## start SOURCE PASSAGE

I’ve been doing research that shows change in opinion over time across the electoral cycle and I wanted to visualize primary elections - but there’s a whole lot of them. Rather than copying them down by hand, I decided to scrape them from a PDF. I’ve included the full code to reproduce what I did below.

Now, you might notice that the document in question is pretty short and you could probably copy and paste this thing. My main interest here was to use this as a toy example to show how scraping structured data from a document like this could be done. Hopefully it’s useful as a reference, even if it’s a little overkill for this specific instance. This code scales pretty well to a document of any size.

Note: see the Tools section below for links to more info on what’s going on here

In R, a good tool for this is tabulizer, a wrapper for a library of Java tools (Tabula).

First, keep in mind: this package is just a way for you to use R to talk to Java. I don’t do Java myself and ran into a few wonky errors. See below for a little more detail in case you run into them1

I installed from the github repo using devtools (you’ll need to install devtools first, if you haven’t already):

devtools::install_github(c("ropenscilabs/tabulizerjars", "ropenscilabs/tabulizer"), args = "--no-multiarch")

# Load in packages

library(tidyverse)
## ── Attaching packages ────────────────────────────────── tidyverse 1.2.1 ──
## ✔ ggplot2 2.2.1     ✔ purrr   0.2.4
## ✔ tibble  1.3.4     ✔ dplyr   0.7.4
## ✔ tidyr   0.7.2     ✔ stringr 1.2.0
## ✔ readr   1.1.1     ✔ forcats 0.2.0
## ── Conflicts ───────────────────────────────────── tidyverse_conflicts() ──
## ✖ dplyr::filter() masks stats::filter()
## ✖ dplyr::lag()    masks stats::lag()
library(stringr)
library(tabulizer)
library(purrr)

The FEC has election dates posted as PDFs. You could probably scrape these from Wikipedia or something similar, but I like to go straight to the source.

prim_loc <- 'https://transition.fec.gov/pubrec/2008pdates.pdf'

prim <- extract_tables(prim_loc)

## end SOURCE PASSAGE
## start STORED DATA

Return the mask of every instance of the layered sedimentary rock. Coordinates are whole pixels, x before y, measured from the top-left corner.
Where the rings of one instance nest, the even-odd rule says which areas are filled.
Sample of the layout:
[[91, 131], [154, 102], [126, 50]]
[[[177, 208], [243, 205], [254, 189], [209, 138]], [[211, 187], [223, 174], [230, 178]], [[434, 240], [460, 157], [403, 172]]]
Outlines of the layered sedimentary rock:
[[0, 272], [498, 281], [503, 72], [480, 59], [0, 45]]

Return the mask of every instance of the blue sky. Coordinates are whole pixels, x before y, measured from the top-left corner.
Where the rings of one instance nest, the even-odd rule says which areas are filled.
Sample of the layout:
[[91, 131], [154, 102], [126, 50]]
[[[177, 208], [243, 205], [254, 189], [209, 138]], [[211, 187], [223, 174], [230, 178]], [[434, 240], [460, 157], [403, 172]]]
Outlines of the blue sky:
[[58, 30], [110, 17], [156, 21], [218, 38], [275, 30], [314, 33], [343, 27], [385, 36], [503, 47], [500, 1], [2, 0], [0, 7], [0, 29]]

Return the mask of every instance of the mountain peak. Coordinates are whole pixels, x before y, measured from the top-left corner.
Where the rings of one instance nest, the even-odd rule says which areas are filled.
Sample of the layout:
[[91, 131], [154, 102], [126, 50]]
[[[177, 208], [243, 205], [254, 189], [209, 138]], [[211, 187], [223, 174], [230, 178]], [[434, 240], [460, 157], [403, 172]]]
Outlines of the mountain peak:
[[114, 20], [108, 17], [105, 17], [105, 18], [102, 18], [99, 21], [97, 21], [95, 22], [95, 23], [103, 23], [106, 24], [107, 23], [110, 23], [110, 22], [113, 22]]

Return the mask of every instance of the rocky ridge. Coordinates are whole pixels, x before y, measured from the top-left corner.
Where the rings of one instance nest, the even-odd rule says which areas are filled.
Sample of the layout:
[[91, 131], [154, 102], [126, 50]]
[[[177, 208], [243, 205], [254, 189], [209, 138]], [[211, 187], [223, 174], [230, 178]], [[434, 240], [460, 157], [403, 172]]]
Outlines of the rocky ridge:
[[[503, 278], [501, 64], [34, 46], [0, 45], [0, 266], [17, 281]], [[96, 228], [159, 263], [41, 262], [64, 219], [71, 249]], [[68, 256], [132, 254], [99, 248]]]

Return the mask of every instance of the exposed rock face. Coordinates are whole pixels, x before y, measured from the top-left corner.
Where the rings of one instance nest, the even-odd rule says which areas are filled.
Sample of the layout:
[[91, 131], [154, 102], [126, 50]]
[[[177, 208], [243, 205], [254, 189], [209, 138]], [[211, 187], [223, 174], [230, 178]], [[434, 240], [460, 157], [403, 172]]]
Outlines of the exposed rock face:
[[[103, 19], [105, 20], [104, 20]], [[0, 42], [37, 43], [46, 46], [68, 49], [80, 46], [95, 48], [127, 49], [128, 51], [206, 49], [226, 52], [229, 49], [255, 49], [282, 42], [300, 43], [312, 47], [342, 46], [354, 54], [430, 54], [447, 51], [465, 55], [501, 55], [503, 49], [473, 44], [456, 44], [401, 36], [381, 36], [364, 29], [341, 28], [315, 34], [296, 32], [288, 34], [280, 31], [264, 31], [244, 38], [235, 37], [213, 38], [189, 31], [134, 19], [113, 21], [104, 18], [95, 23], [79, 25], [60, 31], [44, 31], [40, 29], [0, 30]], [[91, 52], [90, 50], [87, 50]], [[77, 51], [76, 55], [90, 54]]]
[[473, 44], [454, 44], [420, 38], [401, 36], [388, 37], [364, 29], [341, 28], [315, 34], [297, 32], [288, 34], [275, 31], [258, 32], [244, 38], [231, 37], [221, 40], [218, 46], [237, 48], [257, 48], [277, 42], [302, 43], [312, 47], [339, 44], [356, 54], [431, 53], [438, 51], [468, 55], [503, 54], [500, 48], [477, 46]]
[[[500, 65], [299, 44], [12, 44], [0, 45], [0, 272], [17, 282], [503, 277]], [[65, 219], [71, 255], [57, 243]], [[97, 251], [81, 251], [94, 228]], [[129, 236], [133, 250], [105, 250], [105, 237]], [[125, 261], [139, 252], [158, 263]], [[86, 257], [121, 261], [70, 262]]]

## end STORED DATA

- **SHORT EXERCISE 1**:
In the PDF-scraping walkthrough, which Java library does the tabulizer package wrap?
- **SHORT EXERCISE 2**:
Carry on the PDF-scraping walkthrough from the point after the call to extract_tables.
The items stand apart from the PDF-scraping walkthrough as separate material.

- **OUTPUT 1**:
Tabula

- **OUTPUT 2**:
It might take a minute. Now you’ve got all the data stored in a useful R object - a list where each top-level element is a page of the PDF.

str(prim)
## List of 6
##  $ : chr [1:41, 1:5] "STATE" "" "" "" ...
##  $ : chr [1:40, 1:5] "STATE" "" "" "" ...
##  $ : chr [1:46, 1:6] "STATE" "" "" "" ...
##  $ : chr [1:29, 1:6] "STATE" "" "" "" ...
##  $ : chr [1:47, 1:7] "STATE" "" "" "Iowa" ...
##  $ : chr [1:36, 1:7] "STATE" "" "" "D.C." ...

Let’s look at the first page. If you look into the first element, it’s stored as a two dimensional character vector - rows and columns extracted from that page.

str(prim[[1]])
##  chr [1:41, 1:5] "STATE" "" "" "" "Alabama" "Alaska" ...
prim[[1]][c(1:20), ]
##       [,1]             [,2]           [,3]                
##  [1,] "STATE"          "PRESIDENTIAL" "PRESIDENTIAL"      
##  [2,] ""               "PRIMARY"      "CAUCUS DATE"       
##  [3,] ""               "DATE"         ""                  
##  [4,] ""               ""             ""                  
##  [5,] "Alabama"        "2/5"          ""                  
##  [6,] "Alaska"         ""             "2/5"               
##  [7,] "American Samoa" ""             "2/23 (Republicans)"
##  [8,] ""               ""             "2/5 (Democrats)"   
##  [9,] "Arizona"        "2/5"          ""                  
## [10,] "Arkansas"       "2/5"          ""                  
## [11,] "California"     ""             ""                  
## [12,] ""               "2/5"          ""                  
## [13,] "Colorado"       ""             "2/5"               
## [14,] "Connecticut"    "2/5"          ""                  
## [15,] "Delaware"       "2/5"          ""                  
## [16,] ""               ""             ""                  
## [17,] "D.C."           "2/12"         ""                  
## [18,] "Florida"        "1/29"         ""                  
## [19,] "Georgia"        "2/5"          ""                  
## [20,] "Guam"           ""             "3/8 (Republicans)" 
##       [,4]                    [,5]                
##  [1,] "FILING"                "INDEPENDENT 1"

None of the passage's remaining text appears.